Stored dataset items
%%

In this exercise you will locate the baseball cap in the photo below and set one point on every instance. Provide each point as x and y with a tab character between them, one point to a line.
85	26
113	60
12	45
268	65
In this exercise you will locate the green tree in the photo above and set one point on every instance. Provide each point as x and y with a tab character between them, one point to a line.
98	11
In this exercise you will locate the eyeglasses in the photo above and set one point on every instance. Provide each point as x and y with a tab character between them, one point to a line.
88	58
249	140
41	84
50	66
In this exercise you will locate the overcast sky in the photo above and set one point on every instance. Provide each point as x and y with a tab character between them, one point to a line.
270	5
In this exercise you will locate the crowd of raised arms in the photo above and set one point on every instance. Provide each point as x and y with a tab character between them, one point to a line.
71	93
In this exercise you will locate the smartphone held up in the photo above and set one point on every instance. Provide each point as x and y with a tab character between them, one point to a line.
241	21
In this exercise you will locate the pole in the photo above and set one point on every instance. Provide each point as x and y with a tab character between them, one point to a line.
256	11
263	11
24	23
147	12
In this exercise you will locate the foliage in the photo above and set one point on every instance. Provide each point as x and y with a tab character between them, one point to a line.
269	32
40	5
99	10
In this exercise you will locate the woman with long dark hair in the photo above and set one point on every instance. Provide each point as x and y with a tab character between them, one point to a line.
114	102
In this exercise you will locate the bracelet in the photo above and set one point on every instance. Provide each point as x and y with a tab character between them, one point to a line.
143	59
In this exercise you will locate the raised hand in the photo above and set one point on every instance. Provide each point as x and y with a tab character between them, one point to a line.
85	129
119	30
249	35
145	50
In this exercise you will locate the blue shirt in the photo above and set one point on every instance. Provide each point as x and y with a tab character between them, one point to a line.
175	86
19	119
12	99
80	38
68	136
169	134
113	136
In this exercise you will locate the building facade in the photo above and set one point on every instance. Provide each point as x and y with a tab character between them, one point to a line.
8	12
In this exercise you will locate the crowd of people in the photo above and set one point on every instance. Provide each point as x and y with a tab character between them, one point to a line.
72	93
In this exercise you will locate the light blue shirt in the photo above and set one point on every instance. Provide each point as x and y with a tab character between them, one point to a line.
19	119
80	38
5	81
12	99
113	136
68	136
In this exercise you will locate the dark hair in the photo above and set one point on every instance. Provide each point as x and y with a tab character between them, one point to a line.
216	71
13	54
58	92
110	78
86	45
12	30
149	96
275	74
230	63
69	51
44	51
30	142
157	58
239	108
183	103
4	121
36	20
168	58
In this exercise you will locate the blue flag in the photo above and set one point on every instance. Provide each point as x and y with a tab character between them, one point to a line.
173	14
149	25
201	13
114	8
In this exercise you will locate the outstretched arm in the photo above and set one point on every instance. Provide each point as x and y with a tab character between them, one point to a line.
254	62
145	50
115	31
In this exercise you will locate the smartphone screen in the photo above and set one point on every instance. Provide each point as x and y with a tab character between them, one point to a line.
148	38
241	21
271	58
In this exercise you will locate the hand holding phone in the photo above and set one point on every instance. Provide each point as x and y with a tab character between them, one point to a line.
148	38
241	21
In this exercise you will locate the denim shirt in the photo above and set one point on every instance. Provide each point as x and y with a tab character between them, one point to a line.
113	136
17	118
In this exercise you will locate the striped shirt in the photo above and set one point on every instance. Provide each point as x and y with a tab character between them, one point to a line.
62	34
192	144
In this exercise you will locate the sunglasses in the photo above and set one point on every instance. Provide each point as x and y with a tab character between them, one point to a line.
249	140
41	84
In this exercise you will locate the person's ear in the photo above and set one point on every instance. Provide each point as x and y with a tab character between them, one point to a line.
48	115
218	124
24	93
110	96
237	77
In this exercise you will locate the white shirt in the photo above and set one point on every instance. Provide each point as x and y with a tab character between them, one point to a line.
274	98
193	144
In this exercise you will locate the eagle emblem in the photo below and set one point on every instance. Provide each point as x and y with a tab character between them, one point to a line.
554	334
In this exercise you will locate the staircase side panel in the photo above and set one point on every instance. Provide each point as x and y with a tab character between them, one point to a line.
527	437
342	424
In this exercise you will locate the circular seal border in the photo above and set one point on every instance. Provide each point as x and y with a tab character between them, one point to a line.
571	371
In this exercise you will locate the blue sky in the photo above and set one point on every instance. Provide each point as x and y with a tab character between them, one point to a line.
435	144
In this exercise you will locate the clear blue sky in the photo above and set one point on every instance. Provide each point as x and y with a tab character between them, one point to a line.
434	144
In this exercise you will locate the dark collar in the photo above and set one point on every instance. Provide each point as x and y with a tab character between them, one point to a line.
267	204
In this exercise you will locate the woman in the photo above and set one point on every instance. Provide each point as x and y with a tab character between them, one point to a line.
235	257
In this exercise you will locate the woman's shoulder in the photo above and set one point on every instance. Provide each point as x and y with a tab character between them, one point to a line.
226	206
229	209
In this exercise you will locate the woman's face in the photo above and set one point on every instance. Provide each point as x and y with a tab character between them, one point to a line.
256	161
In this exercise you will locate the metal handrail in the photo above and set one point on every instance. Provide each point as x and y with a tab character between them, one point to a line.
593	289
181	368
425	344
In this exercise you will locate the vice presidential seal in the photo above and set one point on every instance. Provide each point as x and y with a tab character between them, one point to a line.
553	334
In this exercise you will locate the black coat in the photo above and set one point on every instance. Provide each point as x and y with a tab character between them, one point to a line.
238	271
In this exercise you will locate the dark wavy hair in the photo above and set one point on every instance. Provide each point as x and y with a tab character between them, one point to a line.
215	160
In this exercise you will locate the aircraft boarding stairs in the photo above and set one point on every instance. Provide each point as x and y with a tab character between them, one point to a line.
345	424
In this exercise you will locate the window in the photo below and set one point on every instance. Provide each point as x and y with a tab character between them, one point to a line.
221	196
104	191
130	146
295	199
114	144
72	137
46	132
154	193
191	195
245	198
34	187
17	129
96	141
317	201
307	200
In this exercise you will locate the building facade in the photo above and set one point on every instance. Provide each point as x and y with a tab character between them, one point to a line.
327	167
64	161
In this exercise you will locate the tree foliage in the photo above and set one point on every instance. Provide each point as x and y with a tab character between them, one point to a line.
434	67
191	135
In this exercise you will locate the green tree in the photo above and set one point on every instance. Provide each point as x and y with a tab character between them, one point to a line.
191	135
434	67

%%

Your task
Print each line above exactly as it stands.

Answer box
In this exercise you will locate the baseball cap in the photo below and set one point on every instance. Provide each point as x and y with a tab character between them, one point to a line.
85	26
113	60
12	45
268	65
In this exercise you will locate the green tree in the photo above and set one point on every instance. Provide each point as x and y with a tab character between them, one point to a line.
98	11
In this exercise you will locate the eyeglasses in the photo above and set one point on every instance. Provide each point as x and y with a tab character between them, one point to a line.
88	58
249	140
41	84
50	66
In this exercise you will locate the overcast sky in the photo above and set one point on every instance. Provide each point as x and y with a tab character between them, one point to a line.
270	5
In this exercise you will locate the crowd of raised arms in the photo above and set one point on every instance. Provide each point as x and y with a tab character between them, one point to a line.
71	93
In this exercise you will locate the smartphone held up in the photo above and set one point on every instance. Provide each point as x and y with a tab character between them, one point to a line.
241	21
In this exercise you will locate the pole in the photo above and set one point on every instance. Provide each point as x and y with a tab character between them, one point to a line.
256	11
263	11
24	23
147	12
In this exercise you will locate the foliage in the photo above and set one point on every instance. Provide each point as x and y with a tab character between them, one point to a line.
269	32
40	5
99	10
In this exercise you will locate the woman with long dark hair in the photo above and set one point on every instance. Provide each point as x and y with a tab character between them, one point to a line.
114	102
In this exercise you will locate the bracelet in the photo above and set one point on every instance. Provide each point as x and y with a tab character between them, one point to a line.
143	59
In this exercise you will locate the raised hand in the photo above and set one point on every instance. Provide each point as x and y with a tab character between them, one point to a line.
85	129
119	30
249	35
145	50
In this exercise you will locate the blue shirt in the photo above and set one point on every instance. Provide each point as x and y with a tab character between them, one point to a line.
175	86
19	119
12	99
80	38
68	136
169	134
113	136
In this exercise you will locate the building facade in the photo above and set one point on every instance. Provide each point as x and y with a tab character between them, one point to a line.
8	12
In this exercise you will locate the crowd of people in the photo above and set one point on every instance. Provide each point as x and y with a tab character between them, one point to a line.
72	93
In this exercise you will locate the light blue shirt in the photo above and set one point on every instance. Provide each point as x and y with a tab character between them, one point to a line.
19	119
80	38
5	81
12	99
113	136
68	136
In this exercise you will locate the dark hair in the photo above and set one point on every instance. Provide each point as x and y with a tab character between them, one point to a line.
216	71
13	54
58	92
110	78
86	45
12	30
149	96
275	74
230	63
69	51
44	51
30	142
157	58
239	108
183	103
4	121
36	20
168	58
In this exercise you will locate the blue flag in the photo above and set one point on every instance. Provide each point as x and y with a tab character between them, one point to a line.
173	14
149	25
201	13
114	8
In this exercise you will locate the outstretched arm in the photo above and set one point on every instance. Provide each point as x and y with a tab character between them, one point to a line.
254	62
145	50
115	31
In this exercise you will locate the smartphone screen in the photo above and set one point on every instance. Provide each point as x and y with a tab character between them, one point to a line.
148	38
241	21
271	58
In this exercise you will locate the hand holding phone in the photo above and set one point on every instance. Provide each point as x and y with a tab character between them, one point to a line.
148	38
241	21
In this exercise you will locate the denim shirt in the photo above and set one point on every instance. Provide each point as x and y with a tab character between them, one point to a line.
113	136
17	118
In this exercise you will locate the striped shirt in the photo above and set one point on every instance. Provide each point as x and y with a tab character between them, one point to a line.
62	34
192	144
In this exercise you will locate the sunglasses in the photo above and set one point on every instance. Provide each point as x and y with a tab character between them, one point to a line.
249	140
41	84
In this exercise you will locate the person's ear in the photo above and set one point on every instance. Provide each point as x and y with a tab character between them, one point to a line.
48	115
218	124
24	93
110	96
237	77
In this exercise you will locate the white shirt in the photo above and set one point on every instance. Provide each point as x and y with a tab character between them, one point to a line.
274	98
193	144
In this exercise you will locate the eagle emblem in the photo below and set one point on every instance. Provide each point as x and y with a tab character between them, one point to a line.
554	334
In this exercise you will locate the staircase side panel in the photo above and set one point on every instance. Provide each point as x and y with a tab character between them, one point to a line.
527	437
342	424
In this exercise you will locate the circular seal border in the photo above and set one point on every instance. Provide each point as x and y with a tab character between them, one point to a line.
571	371
In this exercise you will locate the blue sky in the photo above and set one point on every instance. Provide each point as x and y with a tab character between them, one point to a line.
435	144
In this exercise you will locate the clear blue sky in the photo above and set one point on every instance. Provide each point as x and y with a tab character between them, one point to a line.
434	144
In this exercise you will locate the dark collar in the photo above and set one point on every instance. Provide each point as x and y with a tab character between them, one point to a line.
267	204
In this exercise you will locate the woman in the photo above and set one point on every instance. Provide each point as x and y with a tab character between them, one point to a line.
235	257
In this exercise you will locate the woman's shoulder in the photo above and set one point on every instance. Provide each point as x and y with a tab character between them, one point to a line.
226	206
229	209
In this exercise you will locate the woman's face in the photo above and set one point on every instance. Provide each point as x and y with a tab character between them, one point to a line.
256	161
In this exercise you will locate the metal handrail in the photo above and set one point on every instance. Provide each point as x and y with a tab character between them, one point to a line.
593	289
181	368
425	344
In this exercise you will locate the vice presidential seal in the photo above and set one point on every instance. Provide each point as x and y with a tab character between them, one point to a line.
553	334
In this exercise you will locate the black coat in the photo above and set one point on every instance. Provide each point as x and y with a tab character between them, one point to a line.
238	271
In this exercise you will locate the dark wavy hair in the photo above and set one point on every instance. Provide each point as x and y with a tab character between them, one point to a line.
215	160
In this exercise you will locate the aircraft boarding stairs in the photo above and set one point on every instance. Provide each point as x and y with a tab character between them, one point to a line.
345	424
In this exercise you will locate the window in the photo below and set one point on every instance. Provide each point as x and y with a tab character between them, one point to a line.
221	196
104	191
130	146
295	199
114	144
72	137
46	132
154	193
191	195
245	198
34	187
17	129
96	141
317	201
307	200
In this exercise you will locate the building facade in the photo above and set one point on every instance. Provide each point as x and y with a tab character between them, one point to a line.
327	167
64	161
In this exercise you will locate the tree foliage in the photo above and set one point on every instance. Provide each point as x and y with a tab character between them, one point to a line.
434	67
191	135
In this exercise you will locate the green tree in the photo above and set one point on every instance. Provide each point as x and y with a tab character between them, one point to a line.
191	135
434	67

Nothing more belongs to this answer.